§ Görev yönergeleri
A: Lahmacun yazısının "Bundan 51 yıl" ifadesinden "kaybediyoruz." ifadesine kadar uzanan bölümünü, "Düsseldorf" ifadesini "Hamburg" ile değiştirerek yeniden yazın.
B: Lahmacunla ilgili yazıyı kaldığı yerden devam ettirin.

§ Sayfa
####

Bundan 51 yıl önce Almanya'ya götürdüğümüz lahmacunu 51 yıl
sonra "Türkische pizza" olarak Türkiye'ye geri getirmeyi
basarmışız.
Başbakan
Erdoğan, Köln ve Düsseldorf konuşmalarında "Asimile olmayın"
demişti. Bırakın kendimizi asimile olmadan korumayı, lahmacun
olarak götürdüğümüz milli yemeğimizi asimile ederek "Türkische
Pizza" olarak geri getirdik. "Türkische Mokka", diyerek
kahvemizi, "Türkische Pizza" diyerek lahmacunumuzun
kaybediyoruz.
Avrupa
malları özentisi, Avrupa hayranlığı yaparken, Avrupalılar gibi
kendi milli değerlerimize neden sahip çıkamıyoruz. Neden
ürünlerimizi markalaştıramıyoruz?

####

§ Veri kümesi öğeleri
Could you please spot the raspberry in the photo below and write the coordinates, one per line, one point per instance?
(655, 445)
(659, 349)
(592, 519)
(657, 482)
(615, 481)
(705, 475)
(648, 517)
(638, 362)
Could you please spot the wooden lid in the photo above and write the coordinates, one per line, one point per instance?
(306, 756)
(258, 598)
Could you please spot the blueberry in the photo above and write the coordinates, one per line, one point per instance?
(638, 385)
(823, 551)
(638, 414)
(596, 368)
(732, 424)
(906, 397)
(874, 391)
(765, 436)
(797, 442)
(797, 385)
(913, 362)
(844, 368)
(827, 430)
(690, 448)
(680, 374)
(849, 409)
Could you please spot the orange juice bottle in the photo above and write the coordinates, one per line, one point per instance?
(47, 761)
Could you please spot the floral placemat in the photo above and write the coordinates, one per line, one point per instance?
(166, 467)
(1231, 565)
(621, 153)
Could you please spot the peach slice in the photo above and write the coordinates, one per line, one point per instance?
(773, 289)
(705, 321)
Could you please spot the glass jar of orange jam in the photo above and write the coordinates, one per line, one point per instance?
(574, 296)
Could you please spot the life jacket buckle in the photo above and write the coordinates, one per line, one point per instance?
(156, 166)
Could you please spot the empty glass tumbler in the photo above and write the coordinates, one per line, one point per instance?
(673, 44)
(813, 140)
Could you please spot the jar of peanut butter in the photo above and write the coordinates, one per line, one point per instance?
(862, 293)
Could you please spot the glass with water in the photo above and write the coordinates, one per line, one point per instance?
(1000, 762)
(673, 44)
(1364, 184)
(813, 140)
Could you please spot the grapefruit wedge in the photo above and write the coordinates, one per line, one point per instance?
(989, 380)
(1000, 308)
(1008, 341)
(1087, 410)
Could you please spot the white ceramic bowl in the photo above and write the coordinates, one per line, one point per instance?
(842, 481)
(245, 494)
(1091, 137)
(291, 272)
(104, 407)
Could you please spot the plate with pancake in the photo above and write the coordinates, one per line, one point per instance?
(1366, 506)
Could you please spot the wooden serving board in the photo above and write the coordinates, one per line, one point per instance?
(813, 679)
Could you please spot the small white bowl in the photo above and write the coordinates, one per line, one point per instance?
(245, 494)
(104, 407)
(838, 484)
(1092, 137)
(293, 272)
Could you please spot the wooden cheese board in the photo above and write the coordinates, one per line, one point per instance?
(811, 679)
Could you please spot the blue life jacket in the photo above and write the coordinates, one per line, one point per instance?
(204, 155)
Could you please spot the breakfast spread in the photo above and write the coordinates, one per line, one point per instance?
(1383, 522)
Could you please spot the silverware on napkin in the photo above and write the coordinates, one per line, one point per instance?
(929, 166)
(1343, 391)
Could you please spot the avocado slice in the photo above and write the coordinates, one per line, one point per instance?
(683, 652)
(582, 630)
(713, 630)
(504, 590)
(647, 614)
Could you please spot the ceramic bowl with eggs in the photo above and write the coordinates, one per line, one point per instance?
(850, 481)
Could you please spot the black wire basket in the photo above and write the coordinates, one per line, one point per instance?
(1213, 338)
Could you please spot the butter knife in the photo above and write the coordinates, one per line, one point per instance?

####

§ Görev yanıtları
A:
Bundan 51 yıl önce Almanya'ya götürdüğümüz lahmacunu 51 yıl
sonra "Türkische pizza" olarak Türkiye'ye geri getirmeyi
basarmışız.
Başbakan
Erdoğan, Köln ve Hamburg konuşmalarında "Asimile olmayın"
demişti. Bırakın kendimizi asimile olmadan korumayı, lahmacun
olarak götürdüğümüz milli yemeğimizi asimile ederek "Türkische
Pizza" olarak geri getirdik. "Türkische Mokka", diyerek
kahvemizi, "Türkische Pizza" diyerek lahmacunumuzun
kaybediyoruz.

B:
Neden
Türk malı değil?
-Avrupa'dan
giyiniyorum
-Avrupa'dan
getirtiyorum
-Avrupa
ayarında üretiyoruz
-Avrupa
standartlarında hizmet veriyoruz.
-Avrupa
düzeyinde eğitim veriyoruz...
-Nereye
sürükleniyoruz?
Bakkal:
İthal yumurta
Manav:
İthal muz
Seyyar
satıcı: İthal pil
Ayakkabı
Boyacısı: İthal ayakkabı boyası
Terzi:
İthal iplik ithal kumaş güvenli dikiş
Fırıncı:
İthal undan ekmek
Kahveci:
İthal kaçak çay
Kadın
Berber: İthal ağda
Erkek
berber: İthal tıraş bıçağı ile güvenli tıraş
Eczacı:
İthal öksürük ilacımız geldi
Kasap:
İthal dana, kuyu eti
Güven
veren kaliteli üretim yapamıyoruz mu? Kaliteli ürünlerimizi neden
ithal hayranlığı ile değersizleştiriyoruz?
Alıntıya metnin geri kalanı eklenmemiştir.